● QUOTED PASSAGE
>>>>
Advocating for Human Rights in Life and Death

Inequity in life is perpetuated in death as well. We see the struggle for human rights and bodily autonomy as a struggle that goes hand in hand with issues of death and dying. We pledge to pursue scholarship that centers human rights, especially the right to choose what happens to your body in life, in death, and post-mortem.

A Global Perspective

Too often, academic scholarship organizations that begin in the United States center U.S.-specific scholarship. Death is not a homogenous experience, therefore we will continue our commitment to include international scholars in our citational practices, future research collaborations, outreach, and within our working groups.

Our Beliefs

These beliefs are by no means extensive or final, rather, they are meant to communicate some of the central tenets we keep in mind when pursuing research, projects, and communicating about our work.

 

We all die, but not equally.

While we all die, we don’t all die in the same way. Inequity and injustice are just as prevalent in death and dying as they are in life. Our work as scholars must address the particularities of death and dying in order to accurately and equitably represent the experience. We believe in opening doors and pathways for inclusive conversations about death and dying.

 

Death and dying work should serve the communities that it addresses.

We strive to engage with death and dying not just on a theoretical level but also on a practical and applied level. Taking a human-first approach to death and dying means producing work that intervenes on organizational and systemic levels and is accessible to the public.

A "human-first approach" to death and dying focuses on addressing not just individual experiences, but also the broader organizational and systemic structures that influence how death and bereavement are handled. Producing work at organizational and systemic levels means creating policies, research, and practices that can reform institutions—like hospitals, funeral homes, or universities—to ensure that these entities better support people during end-of-life processes. For instance, it may involve revising workplace bereavement policies to be more inclusive or advocating for healthcare systems to provide more compassionate care.
<<<<
● WHAT THIS EXERCISE ASKS
1/ Answer these questions about the statement on death and dying:
(a) Which right does the group say it will especially center in its scholarship?
(b) In which four areas does the group commit to including international scholars?
(c) Which institutions are given as examples of places that reform could help?
2/ Carry the statement on death and dying forward from its final sentence, writing the next part in the same voice.

[Natural-language region descriptions]
>>>>
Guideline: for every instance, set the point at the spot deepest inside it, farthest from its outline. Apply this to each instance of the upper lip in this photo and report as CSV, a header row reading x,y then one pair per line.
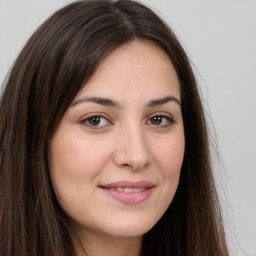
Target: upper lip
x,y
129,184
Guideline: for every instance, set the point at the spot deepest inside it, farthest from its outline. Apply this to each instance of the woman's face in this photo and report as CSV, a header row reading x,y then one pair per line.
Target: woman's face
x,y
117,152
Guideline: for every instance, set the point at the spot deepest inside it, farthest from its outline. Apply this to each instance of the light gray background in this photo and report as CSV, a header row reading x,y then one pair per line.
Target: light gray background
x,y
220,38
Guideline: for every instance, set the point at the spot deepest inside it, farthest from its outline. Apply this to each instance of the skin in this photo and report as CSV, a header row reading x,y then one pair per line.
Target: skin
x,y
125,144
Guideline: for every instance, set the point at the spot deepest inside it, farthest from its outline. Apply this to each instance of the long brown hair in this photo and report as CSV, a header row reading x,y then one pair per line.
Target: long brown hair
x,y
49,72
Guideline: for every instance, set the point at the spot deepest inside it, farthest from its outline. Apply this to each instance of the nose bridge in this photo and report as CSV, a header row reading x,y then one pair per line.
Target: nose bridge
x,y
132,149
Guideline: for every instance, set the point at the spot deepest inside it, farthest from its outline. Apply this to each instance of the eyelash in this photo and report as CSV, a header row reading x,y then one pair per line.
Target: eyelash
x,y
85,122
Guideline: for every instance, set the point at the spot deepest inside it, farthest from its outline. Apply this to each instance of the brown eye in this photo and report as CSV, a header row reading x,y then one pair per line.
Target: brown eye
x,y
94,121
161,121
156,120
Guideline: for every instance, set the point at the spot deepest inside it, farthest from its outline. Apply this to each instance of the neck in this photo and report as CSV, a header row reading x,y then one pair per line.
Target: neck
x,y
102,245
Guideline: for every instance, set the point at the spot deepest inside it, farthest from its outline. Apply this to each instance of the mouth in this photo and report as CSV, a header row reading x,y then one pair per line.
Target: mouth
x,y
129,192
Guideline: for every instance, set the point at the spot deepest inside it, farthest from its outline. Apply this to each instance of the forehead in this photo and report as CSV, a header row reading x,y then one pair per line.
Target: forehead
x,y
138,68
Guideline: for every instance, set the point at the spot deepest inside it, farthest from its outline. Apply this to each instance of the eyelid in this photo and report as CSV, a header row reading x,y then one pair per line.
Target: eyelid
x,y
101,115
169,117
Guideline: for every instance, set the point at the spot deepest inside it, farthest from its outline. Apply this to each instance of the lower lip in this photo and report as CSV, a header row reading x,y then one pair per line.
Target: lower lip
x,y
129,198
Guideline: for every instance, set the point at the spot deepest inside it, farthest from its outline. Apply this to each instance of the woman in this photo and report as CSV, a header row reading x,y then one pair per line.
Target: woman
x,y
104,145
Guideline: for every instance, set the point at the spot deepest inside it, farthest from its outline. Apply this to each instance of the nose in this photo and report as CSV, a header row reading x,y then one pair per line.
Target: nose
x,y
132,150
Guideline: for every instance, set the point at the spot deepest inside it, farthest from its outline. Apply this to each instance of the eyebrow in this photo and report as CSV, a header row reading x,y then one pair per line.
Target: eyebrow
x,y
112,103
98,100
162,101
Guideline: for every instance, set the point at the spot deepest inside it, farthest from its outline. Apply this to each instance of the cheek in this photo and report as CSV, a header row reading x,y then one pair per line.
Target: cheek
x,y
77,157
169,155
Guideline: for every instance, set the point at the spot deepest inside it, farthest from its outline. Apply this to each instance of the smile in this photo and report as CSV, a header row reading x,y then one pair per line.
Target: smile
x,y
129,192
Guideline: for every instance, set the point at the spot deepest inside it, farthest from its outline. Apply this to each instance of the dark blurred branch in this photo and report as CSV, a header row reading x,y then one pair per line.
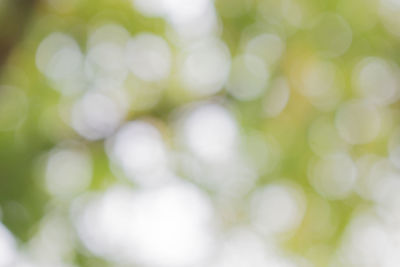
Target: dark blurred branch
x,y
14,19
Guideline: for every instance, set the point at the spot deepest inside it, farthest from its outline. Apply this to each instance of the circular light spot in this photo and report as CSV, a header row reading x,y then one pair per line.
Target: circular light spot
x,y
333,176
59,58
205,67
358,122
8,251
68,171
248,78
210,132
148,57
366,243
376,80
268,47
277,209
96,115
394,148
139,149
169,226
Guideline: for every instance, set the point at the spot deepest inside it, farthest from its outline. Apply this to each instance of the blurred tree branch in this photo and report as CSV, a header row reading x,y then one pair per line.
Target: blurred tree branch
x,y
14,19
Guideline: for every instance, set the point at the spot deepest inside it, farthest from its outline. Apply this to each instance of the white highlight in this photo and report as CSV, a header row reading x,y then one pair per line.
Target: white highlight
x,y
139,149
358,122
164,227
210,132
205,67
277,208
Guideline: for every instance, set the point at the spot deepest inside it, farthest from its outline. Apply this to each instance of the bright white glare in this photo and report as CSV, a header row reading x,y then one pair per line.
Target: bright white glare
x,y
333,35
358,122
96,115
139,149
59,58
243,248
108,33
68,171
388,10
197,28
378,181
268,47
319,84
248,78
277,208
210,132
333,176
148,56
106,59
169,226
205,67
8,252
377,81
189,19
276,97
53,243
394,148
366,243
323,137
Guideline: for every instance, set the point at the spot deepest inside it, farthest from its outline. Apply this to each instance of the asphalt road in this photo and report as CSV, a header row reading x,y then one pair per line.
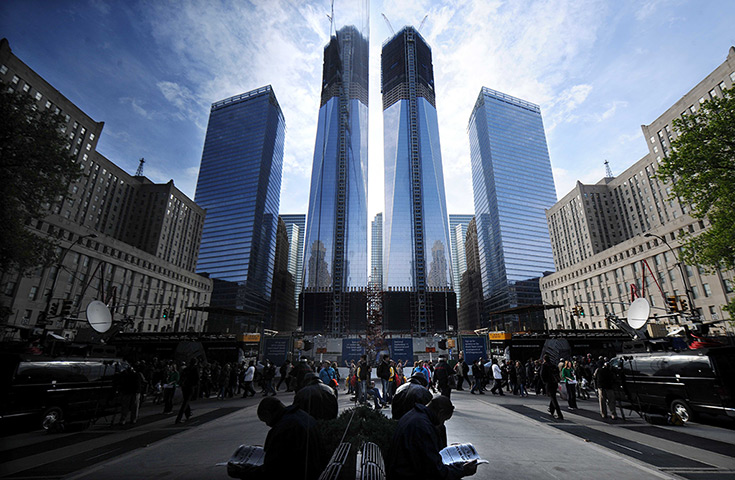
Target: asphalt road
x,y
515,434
<<<<
● RESULTS OF THE TASKS
1/
(a) The right to choose what happens to your body in life, in death, and post-mortem.
(b) Citational practices, future research collaborations, outreach, and working groups.
(c) Hospitals, funeral homes, and universities.

2/
Making this work accessible to the public means that the research or policies should be easy to understand and applicable in real-world settings. Instead of being confined to academic discussions, this approach ensures that the insights can be used by individuals, families, or organizations directly affected by death and dying. It serves communities by providing practical solutions to improve their experiences with loss, grief, and memorialization, making the process more humane, equitable, and supportive of diverse needs.

 

Death and dying work should be fundamentally anti-capitalist, anti-racist, anti-ableist, decolonial, and queer-friendly.

We align ourselves with The Collective for Radical Death Studies in believing (and practicing) that there is no place for discrimination in death and dying research. Likewise, we take a radically inclusive stance on death and dying issues. It is our goal as scholars of death and dying to produce work that constantly critiques hegemonic structures of power and oppression when we encounter them.
 

This includes compassionately holding our colleagues accountable and creating an atmosphere for growth and betterment in our own community.

 

Death and dying work require an attitude of humility, compassion, and curiosity.

As scholars of death and dying, we often engage with topics that are sensitive and emotionally complex. This work requires that we remain humble in order to accept feedback and criticism on our projects, engage compassionately so that we ensure our colleagues and communities feel seen, heard, represented, and respected, and stay curious to always ensure that our work is engaging new trends and issues as they emerge.